Directions
What is the count of lines in the material below that hold "query"? Answer with only that number.

━━ Given records ━━

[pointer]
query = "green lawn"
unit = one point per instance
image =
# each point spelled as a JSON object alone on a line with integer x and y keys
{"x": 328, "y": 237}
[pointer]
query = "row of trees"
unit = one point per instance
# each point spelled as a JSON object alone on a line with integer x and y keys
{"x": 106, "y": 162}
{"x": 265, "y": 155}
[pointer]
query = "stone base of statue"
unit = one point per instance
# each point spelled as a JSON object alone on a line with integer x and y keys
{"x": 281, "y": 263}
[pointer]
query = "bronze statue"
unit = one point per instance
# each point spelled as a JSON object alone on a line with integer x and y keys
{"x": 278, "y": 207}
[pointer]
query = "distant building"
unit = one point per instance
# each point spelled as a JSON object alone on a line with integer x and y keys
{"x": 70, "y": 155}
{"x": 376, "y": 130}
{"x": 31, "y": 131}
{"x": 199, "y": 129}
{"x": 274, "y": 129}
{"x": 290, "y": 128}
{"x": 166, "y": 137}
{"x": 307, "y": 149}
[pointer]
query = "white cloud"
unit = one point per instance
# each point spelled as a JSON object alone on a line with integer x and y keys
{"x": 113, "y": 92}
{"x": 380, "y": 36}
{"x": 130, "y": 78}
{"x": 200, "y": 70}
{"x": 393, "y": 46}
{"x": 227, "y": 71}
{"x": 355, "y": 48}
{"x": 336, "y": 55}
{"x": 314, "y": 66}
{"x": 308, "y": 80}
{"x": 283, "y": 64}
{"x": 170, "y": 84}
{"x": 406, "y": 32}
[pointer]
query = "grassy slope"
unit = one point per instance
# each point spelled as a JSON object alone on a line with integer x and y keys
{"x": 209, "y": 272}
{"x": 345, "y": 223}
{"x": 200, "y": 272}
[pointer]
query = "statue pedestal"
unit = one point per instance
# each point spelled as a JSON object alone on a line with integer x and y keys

━━━

Answer box
8